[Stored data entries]
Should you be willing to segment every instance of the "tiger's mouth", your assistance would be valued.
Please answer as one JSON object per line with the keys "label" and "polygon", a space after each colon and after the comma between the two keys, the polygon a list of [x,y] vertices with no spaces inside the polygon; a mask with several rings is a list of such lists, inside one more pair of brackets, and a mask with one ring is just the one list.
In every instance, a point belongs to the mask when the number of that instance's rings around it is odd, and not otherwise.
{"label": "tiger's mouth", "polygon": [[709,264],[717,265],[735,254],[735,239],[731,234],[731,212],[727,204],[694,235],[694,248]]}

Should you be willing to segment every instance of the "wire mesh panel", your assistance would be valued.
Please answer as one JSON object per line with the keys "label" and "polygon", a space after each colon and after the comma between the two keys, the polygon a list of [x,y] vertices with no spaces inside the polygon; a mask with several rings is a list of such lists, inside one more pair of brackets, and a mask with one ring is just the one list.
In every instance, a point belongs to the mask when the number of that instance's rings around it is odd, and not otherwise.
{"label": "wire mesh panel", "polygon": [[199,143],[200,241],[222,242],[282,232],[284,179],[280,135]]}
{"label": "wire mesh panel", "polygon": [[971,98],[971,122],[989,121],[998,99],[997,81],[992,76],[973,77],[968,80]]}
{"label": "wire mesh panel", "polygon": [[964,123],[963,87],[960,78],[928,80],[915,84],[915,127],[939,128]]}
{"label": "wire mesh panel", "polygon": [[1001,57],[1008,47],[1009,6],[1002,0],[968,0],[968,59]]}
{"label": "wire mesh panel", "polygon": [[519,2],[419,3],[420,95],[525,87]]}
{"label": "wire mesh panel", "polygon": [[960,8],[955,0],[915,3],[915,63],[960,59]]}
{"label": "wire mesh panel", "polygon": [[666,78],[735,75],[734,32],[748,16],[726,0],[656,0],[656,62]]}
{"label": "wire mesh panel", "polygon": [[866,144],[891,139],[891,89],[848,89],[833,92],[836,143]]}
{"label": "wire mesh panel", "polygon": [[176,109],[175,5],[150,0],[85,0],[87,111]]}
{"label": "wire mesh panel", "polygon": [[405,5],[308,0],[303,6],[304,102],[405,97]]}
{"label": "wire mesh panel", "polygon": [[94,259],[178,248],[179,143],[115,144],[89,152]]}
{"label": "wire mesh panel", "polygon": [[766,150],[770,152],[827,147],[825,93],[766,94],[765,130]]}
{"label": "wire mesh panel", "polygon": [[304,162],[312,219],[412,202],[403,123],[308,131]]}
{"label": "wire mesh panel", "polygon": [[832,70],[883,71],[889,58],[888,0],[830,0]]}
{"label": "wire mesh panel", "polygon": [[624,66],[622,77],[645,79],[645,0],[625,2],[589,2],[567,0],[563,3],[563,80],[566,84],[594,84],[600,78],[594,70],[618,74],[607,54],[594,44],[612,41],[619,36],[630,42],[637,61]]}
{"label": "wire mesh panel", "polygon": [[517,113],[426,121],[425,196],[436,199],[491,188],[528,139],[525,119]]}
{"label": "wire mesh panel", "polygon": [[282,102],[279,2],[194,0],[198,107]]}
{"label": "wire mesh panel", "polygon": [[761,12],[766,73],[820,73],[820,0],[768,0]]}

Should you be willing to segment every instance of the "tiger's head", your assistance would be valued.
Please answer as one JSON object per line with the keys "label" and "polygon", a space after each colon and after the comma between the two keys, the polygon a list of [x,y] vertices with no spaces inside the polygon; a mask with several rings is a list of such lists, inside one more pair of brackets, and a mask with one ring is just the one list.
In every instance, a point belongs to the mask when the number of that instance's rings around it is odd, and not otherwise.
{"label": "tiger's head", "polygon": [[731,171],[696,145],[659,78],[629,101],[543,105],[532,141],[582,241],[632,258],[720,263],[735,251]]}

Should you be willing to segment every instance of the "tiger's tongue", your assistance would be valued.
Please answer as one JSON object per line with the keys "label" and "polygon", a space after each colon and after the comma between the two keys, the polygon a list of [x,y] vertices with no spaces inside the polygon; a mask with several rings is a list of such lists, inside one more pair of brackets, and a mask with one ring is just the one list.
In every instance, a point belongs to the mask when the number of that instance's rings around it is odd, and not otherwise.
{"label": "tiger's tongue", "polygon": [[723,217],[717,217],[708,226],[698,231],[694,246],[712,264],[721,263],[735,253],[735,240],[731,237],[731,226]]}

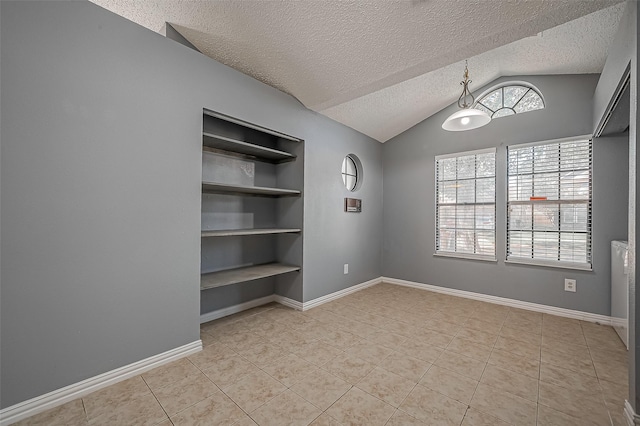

◆ Task statement:
Copy every line of the records above that contains "willing".

◆ Solution to this task:
Should you be willing to segment every instance of the "tiger's mouth", your assistance would be valued.
Should you be willing to segment every instance of the "wire mesh panel", your assistance would be valued.
Should you be willing to segment every instance of the "tiger's head", your assistance would be valued.
Should you be willing to segment every instance of the "tiger's tongue", your assistance would be valued.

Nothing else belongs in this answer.